In both datasets we extracted gender, year of birth, coverage or enrollment duration, zip code, ethnicity, diagnoses (in the form of International Classification of Diseases, 9th and 10th Revision codes (ICD9/10)) and procedures (in the form of Current Procedural Terminology codes (CPT)). These demographic and encounter-related codes represent the primary predictor variables for this analysis. Medication and prescriptions were not evaluated due to incomplete coverage for this population in the claims data.

We utilized a similar set of case criteria to other studies identifying PD cohorts in large medical records databases [10, 22] and further augmented them to specifically model inclusion criteria for PD clinical trials. Individuals were first required to have at least two ICD diagnosis codes for PD. The first of these codes was set as their baseline point and a second code was required within the period at least 90 days and 2 years following their baseline point. Importantly, our requirement of 2 diagnoses removes likelihood of technical errors with the temporal separation ensuring a consistent PD diagnosis upon a follow-up appointment but does not cover the imprecise diagnostic journey of a person with suspected PD. As such, it is critical to understand that our model accelerates the prediction of PD but not the prediction of who may subsequently progress to other diagnoses such as multiple systems atrophy or progressive supranuclear palsy, which would require secondary or more specific prediction models. A minimum age of 50 at baseline was set to exclude subjects that have autosomal dominant or disease strongly driven by genetics as these subjects would not be representative of typical idiopathic PD. This also ensured that the study population was not biased by subjects where “Parkinsonism” was present through a longstanding or perinatal disease separate from PD.. Subjects were required to have at least 2 years of claims data prior to their baseline diagnosis and 2 years following in order to capture the prodromal period of the disease and to track progression. The 2 years of data prior to their baseline limits the possibility of inclusion of patients with PD that were diagnosed previously [23]. Subjects with diagnoses whose treatment or progression prior to baseline could lead to secondary PD and therefore an erroneous PD diagnosis were removed such as Schizophrenia, Encephalitis, Stroke, etc. (Supplementary Table 1). Non-PD controls were matched to cases based on age, gender, and coverage.

Exercise data -
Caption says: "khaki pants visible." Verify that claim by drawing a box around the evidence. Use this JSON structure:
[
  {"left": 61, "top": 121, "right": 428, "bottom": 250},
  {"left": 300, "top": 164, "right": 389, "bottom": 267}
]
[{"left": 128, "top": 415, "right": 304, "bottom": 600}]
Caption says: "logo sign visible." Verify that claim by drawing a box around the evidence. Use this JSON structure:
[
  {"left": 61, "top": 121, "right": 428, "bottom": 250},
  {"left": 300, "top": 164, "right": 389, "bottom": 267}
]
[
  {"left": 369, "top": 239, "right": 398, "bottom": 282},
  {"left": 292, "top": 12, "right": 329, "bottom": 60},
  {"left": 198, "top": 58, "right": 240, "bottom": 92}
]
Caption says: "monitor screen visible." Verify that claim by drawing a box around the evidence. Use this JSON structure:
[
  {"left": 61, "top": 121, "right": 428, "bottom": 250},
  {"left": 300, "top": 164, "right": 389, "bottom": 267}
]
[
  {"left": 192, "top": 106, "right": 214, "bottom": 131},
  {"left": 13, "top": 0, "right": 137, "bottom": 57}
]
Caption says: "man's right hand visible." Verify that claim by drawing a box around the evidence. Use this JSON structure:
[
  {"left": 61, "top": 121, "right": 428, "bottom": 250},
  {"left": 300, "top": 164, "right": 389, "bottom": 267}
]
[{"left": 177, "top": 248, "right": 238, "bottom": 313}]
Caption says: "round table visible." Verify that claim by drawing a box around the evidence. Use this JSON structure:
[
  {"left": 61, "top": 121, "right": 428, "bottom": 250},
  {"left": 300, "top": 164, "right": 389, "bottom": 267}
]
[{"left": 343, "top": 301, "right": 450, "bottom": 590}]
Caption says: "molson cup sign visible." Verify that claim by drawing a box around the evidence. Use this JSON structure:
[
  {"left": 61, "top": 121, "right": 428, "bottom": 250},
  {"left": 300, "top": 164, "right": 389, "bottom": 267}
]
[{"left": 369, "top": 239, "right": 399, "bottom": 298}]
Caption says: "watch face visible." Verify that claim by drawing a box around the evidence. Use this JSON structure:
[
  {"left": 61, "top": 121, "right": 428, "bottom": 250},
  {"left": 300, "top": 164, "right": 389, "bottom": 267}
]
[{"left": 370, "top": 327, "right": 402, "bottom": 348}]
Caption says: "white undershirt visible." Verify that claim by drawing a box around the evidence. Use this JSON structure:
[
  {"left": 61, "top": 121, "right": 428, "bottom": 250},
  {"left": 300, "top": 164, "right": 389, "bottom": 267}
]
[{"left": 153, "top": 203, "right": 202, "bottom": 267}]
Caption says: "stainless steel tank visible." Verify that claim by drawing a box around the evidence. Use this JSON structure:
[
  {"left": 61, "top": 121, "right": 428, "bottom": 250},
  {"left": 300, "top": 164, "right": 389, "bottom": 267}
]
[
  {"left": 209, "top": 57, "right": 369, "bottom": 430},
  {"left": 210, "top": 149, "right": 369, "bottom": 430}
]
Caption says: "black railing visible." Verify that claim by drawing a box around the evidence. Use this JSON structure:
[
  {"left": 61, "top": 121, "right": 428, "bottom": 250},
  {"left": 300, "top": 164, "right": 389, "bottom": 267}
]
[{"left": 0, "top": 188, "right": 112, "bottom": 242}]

Actions to take -
**1)** In the Parkinson's disease cohort passage, why was a minimum age of 50 at baseline required? Answer in one to three sentences.
**2)** Resume the passage on selecting the Parkinson's disease cohort, starting right after its last sentence.

Task-by-task results -
**1)** The age minimum excluded subjects with autosomal dominant or strongly genetic disease, since they would not represent typical idiopathic Parkinson's disease. It also kept the study population from being biased by subjects whose "Parkinsonism" came from a longstanding or perinatal disease separate from Parkinson's disease.

**2)**
We later resampled the databases for anyone having either a gait and/or tremor disorder diagnosis based on ICD codes (Supplementary Table 2). Cases were defined as those patients eventually diagnosed with PD and controls set to those who did not. For both cohorts, we utilized the first diagnosis of gait and/or tremor disorder as their baseline dates. All other inclusion/exclusion criteria were repurposed using this new baseline. No matching was conducted for these tasks, as the entry criteria were well defined. Subjects with a PD diagnosis at baseline were excluded as the prediction task was already accomplished by the clinician. Additional detail describing subject/control selection criteria are provided in the supplementary methods.

Prediagnostic PD trajectory modeling/PD progression prediction

We conducted two parallel forms of modeling to examine the trajectory of prediagnostic PD: 1) a logistic regression model using an occurrence matrix of individual features; and, 2) deep learning over a patient’s observed temporal sequence of claims. A logistic regression and deep learning model were created for each evaluated time-point corresponding to different prediction window sizes: 0, 15, 30, 45, 75, 90, 180, 270, 360, 450, 640, and 720 days prior to PD diagnosis/baseline. For each time-point, a two-year long observation window preceding the specific time-point was used. As an example, for the 75-day time-point, records between 75 and 805 days prior to the baseline were utilized in the model, while records within 75 days of baseline were excluded. The features included were patient demographic data, diagnoses (when possible ICD codes were mapped to Phenome Wide Association Studies (PheWAS) [24] codes to reduce dimensionality), procedures (both CPT & ICD), and time between data points. We later repeated these tasks to model progression to PD using the two-year window prior to first gait and/or tremor disorder diagnosis.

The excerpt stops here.